# Detalhes do problema
Formate todas as linhas dos dados abaixo como uma lista numerada, omitindo as linhas em branco. As imagens não devem aparecer na resposta.

((

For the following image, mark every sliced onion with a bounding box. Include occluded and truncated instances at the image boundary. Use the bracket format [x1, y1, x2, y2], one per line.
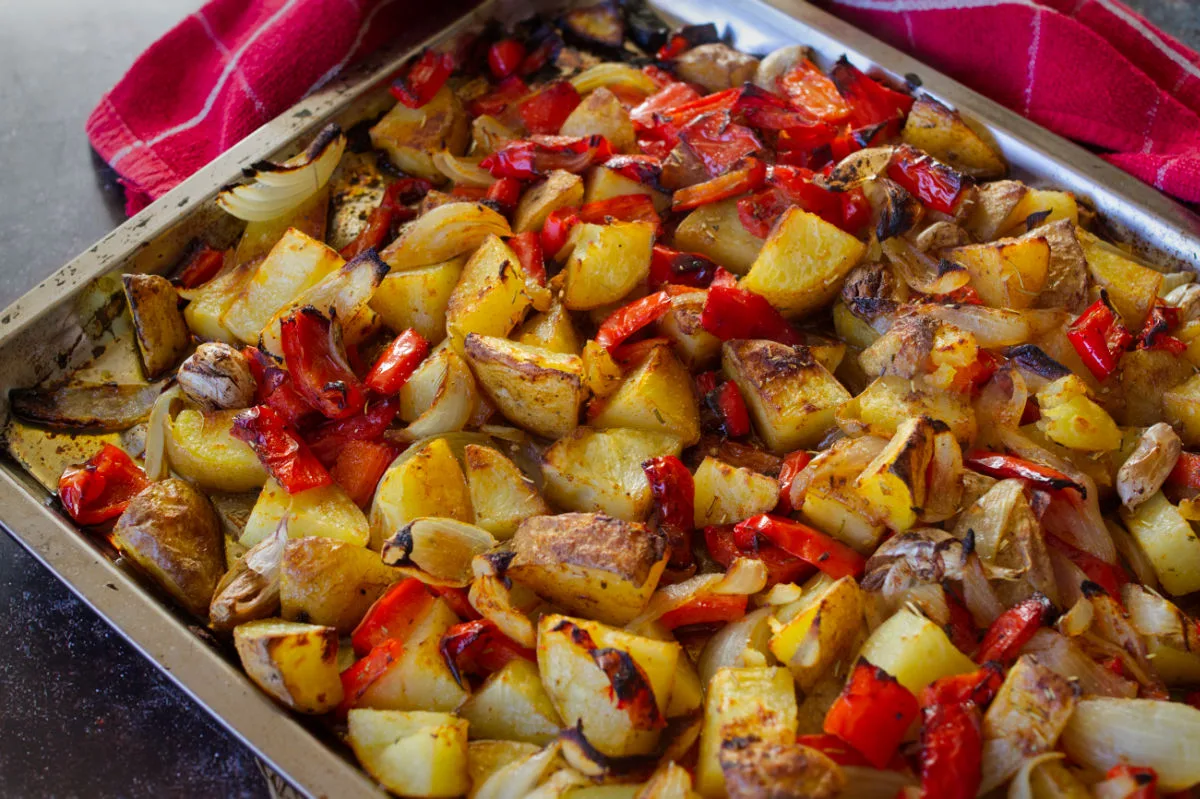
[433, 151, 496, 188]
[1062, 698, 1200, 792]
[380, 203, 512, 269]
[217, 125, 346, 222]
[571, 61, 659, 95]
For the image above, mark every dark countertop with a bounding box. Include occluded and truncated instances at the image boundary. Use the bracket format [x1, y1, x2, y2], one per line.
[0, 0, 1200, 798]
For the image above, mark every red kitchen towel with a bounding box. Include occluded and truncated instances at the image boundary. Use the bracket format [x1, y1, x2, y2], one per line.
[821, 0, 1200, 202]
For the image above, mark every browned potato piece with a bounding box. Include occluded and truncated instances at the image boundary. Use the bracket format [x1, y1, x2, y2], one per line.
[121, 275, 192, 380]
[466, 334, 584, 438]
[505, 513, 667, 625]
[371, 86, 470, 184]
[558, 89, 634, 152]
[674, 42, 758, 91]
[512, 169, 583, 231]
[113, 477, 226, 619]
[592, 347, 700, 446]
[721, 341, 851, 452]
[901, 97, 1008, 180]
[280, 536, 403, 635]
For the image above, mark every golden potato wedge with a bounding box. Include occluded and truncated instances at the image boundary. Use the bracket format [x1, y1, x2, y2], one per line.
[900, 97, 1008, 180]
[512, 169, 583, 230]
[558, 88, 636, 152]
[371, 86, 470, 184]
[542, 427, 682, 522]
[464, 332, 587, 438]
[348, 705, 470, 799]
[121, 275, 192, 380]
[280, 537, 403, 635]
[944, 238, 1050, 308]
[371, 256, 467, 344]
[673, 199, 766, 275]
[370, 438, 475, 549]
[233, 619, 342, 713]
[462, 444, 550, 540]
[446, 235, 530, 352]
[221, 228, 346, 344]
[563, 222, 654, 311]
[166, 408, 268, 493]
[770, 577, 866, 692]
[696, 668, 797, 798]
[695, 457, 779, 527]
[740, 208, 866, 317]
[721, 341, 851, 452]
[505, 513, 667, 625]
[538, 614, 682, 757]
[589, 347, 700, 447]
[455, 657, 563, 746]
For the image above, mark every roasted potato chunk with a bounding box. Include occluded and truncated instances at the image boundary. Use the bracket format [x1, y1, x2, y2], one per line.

))

# Em resposta
1. For the following image, mark every sliced onion with a bounding box. Include occluded and truncated instances at the image boundary. Use the bracket format [x1, y1, x2, y2], one per line.
2. [433, 151, 496, 188]
3. [1062, 698, 1200, 792]
4. [380, 203, 512, 269]
5. [217, 125, 346, 222]
6. [571, 61, 659, 95]
7. For the image above, mark every dark countertop with a bounding box. Include occluded and truncated instances at the image boundary. Use the bracket format [x1, y1, x2, y2], one per line.
8. [0, 0, 1200, 798]
9. For the image above, mark every red kitchen towel with a bounding box. Include occluded and truncated instances at the image boundary. Use the bracket format [x1, y1, x2, y2], one per line.
10. [821, 0, 1200, 202]
11. For the image above, mark every browned potato piece with a bounding box. Include occluded and truncated instances at the image boundary. Use the bracket format [x1, y1, x2, y2], one per line.
12. [121, 275, 192, 380]
13. [466, 334, 584, 438]
14. [505, 513, 667, 625]
15. [371, 86, 470, 184]
16. [558, 89, 634, 152]
17. [674, 42, 758, 91]
18. [512, 169, 583, 231]
19. [113, 477, 226, 619]
20. [592, 347, 700, 446]
21. [721, 341, 851, 452]
22. [901, 97, 1008, 180]
23. [280, 536, 403, 635]
24. For the image above, mark every golden potato wedge with a bounding box. Include occluded and truncated instances at the image boundary. Use the bracket format [x1, y1, x2, y2], one per line.
25. [900, 97, 1008, 180]
26. [512, 169, 583, 230]
27. [558, 88, 636, 152]
28. [371, 86, 470, 184]
29. [542, 427, 682, 522]
30. [464, 332, 587, 438]
31. [348, 705, 470, 799]
32. [121, 275, 192, 380]
33. [280, 537, 403, 635]
34. [944, 238, 1050, 308]
35. [371, 256, 467, 344]
36. [673, 199, 766, 275]
37. [370, 438, 475, 549]
38. [233, 619, 342, 713]
39. [462, 444, 550, 540]
40. [446, 235, 530, 352]
41. [221, 228, 346, 344]
42. [563, 222, 654, 311]
43. [166, 408, 268, 493]
44. [770, 577, 866, 692]
45. [696, 668, 797, 798]
46. [695, 457, 779, 527]
47. [740, 208, 866, 317]
48. [721, 341, 851, 452]
49. [505, 513, 667, 625]
50. [538, 614, 682, 757]
51. [589, 347, 700, 447]
52. [455, 657, 563, 746]
53. For the image above, mark every roasted potato chunk with a bounding box. Include occluded and truncated instances at the image boundary. Use the bracket format [x1, y1, x2, y2], one per line.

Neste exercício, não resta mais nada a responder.